• OBJECTIVE A:
Answer these questions about the extract on Oscar:
(i) How many years was he behind bars?
(ii) Who wrote the piece "On Our Duty to Celebrate Oscar"?
(iii) Where will he serve his last days?
═══ EXTRACT
He will serve his last days till then in a US federal facility in Puerto Rico.
But he will be able to see his beloved daughter, granddaughter, siblings and
family, to eat the foods of his youth, to see “the water’s edge” of which he
profoundly wrote during his 35 years behind bars for the thought-crime of
seditious conspiracy. He is on his homeland, and though he cannot yet feel the
full force of the embrace of the entire peoples of Puerto Rico, he is
nonetheless surrounded by that love and solidarity.
The piece “On Our Duty to Celebrate Oscar”—which I (Matt Meyer) wrote
some weeks ago—seems more poignant than ever today. It suggests that human
rights activists, and lovers of peace and justice everywhere have a
responsibility to analyze and understand this case in the most positive and
strategic of lights. Seditious conspiracy may have been Oscar’s convicted crime,
and he did indeed serve years in solitary confinement and prison for thinking
and planning with others how best to liberate his people, but the process and
progress of movements for liberation have not been wholly shackled in this
period. Oscar’s victory today, and ours, is indicative of a growing momentum as
people’s movements take a more coordinated, conscious, and concrete shape. If we
do not take time to celebrate advances even in the midst of bleak times, we will
not be able to strategically envision or enact other winnable campaigns on the
road to ultimate victory. Oscar’s thinking and planning has continued up to this
very day, and so must ours.
══════
═══ ENTRIES PROVIDED
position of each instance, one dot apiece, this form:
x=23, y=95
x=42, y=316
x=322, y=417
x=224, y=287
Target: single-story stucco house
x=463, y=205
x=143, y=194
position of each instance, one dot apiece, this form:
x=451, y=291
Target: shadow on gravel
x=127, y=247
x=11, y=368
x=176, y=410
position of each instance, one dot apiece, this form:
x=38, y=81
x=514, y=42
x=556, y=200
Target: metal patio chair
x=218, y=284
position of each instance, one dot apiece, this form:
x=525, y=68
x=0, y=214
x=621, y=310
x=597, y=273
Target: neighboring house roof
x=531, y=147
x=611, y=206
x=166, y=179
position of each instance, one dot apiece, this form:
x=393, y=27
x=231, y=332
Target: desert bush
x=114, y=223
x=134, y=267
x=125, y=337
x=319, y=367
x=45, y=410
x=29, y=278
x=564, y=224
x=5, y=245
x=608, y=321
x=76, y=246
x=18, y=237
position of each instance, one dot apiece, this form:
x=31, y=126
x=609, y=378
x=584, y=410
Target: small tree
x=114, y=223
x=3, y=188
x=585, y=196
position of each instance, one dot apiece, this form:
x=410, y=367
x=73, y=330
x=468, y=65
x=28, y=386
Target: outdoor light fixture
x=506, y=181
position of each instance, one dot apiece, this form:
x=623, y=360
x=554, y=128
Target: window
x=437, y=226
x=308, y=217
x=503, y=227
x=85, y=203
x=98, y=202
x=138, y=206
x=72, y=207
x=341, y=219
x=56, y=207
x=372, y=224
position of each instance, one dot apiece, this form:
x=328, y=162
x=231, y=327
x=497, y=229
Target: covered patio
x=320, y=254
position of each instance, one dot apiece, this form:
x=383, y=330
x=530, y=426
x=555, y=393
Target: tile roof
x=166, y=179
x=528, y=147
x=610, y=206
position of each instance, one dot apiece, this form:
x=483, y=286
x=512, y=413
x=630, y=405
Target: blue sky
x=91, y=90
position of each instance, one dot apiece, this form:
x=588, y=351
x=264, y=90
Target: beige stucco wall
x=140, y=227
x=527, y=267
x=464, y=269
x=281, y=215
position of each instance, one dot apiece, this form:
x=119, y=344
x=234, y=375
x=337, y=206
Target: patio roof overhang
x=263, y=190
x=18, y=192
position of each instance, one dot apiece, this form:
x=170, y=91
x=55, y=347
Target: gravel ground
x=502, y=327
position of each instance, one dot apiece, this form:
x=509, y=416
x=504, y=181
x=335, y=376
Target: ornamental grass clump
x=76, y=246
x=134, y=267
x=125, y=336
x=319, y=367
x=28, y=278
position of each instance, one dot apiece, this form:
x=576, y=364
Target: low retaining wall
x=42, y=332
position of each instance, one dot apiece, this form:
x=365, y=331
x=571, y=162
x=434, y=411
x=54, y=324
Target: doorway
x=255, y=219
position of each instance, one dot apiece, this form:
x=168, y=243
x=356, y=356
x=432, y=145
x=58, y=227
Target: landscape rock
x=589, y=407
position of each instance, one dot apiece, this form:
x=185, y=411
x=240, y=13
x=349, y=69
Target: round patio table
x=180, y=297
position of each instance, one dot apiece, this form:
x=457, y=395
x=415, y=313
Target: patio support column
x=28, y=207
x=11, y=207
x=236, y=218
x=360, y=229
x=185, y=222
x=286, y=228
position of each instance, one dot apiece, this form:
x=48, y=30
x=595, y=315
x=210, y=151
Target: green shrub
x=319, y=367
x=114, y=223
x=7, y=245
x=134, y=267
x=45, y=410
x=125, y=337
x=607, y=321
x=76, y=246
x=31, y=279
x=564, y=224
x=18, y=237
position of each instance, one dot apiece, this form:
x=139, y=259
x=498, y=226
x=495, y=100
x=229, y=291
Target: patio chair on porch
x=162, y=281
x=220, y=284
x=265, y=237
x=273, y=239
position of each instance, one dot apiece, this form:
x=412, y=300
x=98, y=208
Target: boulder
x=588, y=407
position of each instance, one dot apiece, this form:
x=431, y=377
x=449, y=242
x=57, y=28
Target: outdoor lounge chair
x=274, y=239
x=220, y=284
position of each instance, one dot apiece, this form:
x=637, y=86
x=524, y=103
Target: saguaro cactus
══════
═══ ENTRIES PROVIDED
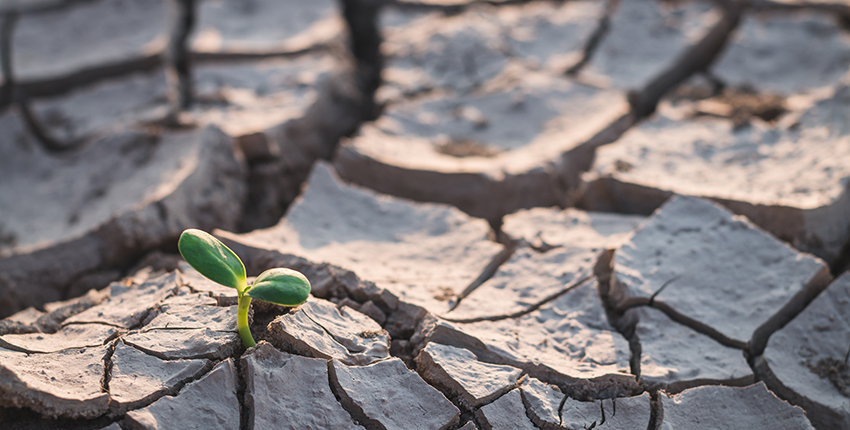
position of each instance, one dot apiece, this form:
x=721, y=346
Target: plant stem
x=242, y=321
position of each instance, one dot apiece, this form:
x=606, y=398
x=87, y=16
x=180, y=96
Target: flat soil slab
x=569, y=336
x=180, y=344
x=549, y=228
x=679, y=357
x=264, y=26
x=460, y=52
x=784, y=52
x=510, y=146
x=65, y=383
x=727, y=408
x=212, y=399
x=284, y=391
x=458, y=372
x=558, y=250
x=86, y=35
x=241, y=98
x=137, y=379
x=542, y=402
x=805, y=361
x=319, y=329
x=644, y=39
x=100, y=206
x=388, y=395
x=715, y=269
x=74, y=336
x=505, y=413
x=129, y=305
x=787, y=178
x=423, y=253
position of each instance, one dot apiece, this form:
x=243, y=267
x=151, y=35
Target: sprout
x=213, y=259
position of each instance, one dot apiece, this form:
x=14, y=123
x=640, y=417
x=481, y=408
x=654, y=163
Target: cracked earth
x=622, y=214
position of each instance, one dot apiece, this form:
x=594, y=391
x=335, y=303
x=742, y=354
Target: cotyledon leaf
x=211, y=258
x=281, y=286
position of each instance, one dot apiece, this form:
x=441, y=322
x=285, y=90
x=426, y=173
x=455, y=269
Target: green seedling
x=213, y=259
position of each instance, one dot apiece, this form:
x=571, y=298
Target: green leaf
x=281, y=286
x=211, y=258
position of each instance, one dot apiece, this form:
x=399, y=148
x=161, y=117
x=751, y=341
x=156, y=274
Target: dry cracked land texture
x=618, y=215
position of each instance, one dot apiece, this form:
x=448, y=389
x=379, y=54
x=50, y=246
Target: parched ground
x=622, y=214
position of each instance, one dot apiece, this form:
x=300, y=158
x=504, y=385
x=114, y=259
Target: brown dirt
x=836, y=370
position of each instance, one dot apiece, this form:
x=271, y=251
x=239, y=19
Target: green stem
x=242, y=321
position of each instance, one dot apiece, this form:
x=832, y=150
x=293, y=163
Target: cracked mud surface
══════
═══ ENTRIES PROVIDED
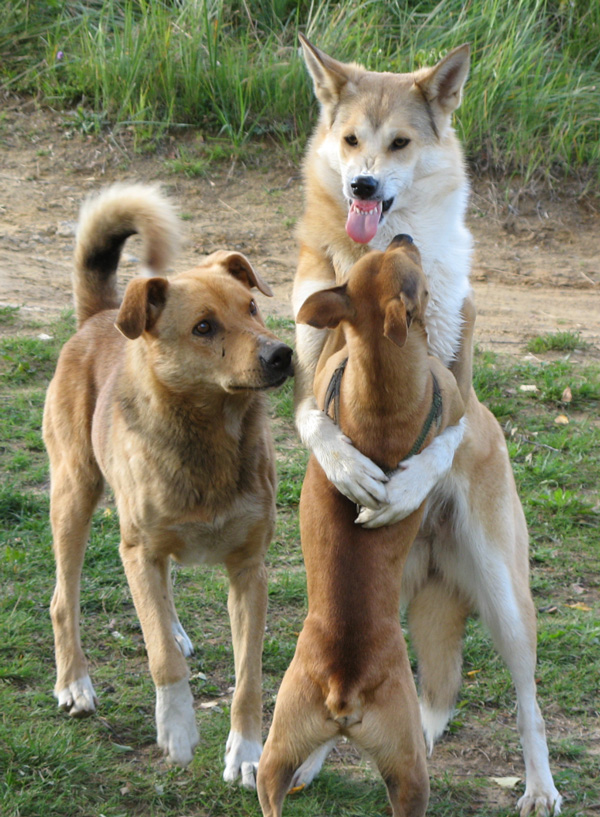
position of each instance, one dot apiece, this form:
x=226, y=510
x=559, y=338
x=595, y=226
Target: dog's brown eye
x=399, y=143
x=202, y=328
══════
• OBJECTIVE B:
How many lines of the entries contain the string "gravel"? Reply with the number only.

• CORRECT ANSWER A:
(i) 35 years
(ii) Matt Meyer
(iii) In a US federal facility in Puerto Rico

• CORRECT ANSWER B:
2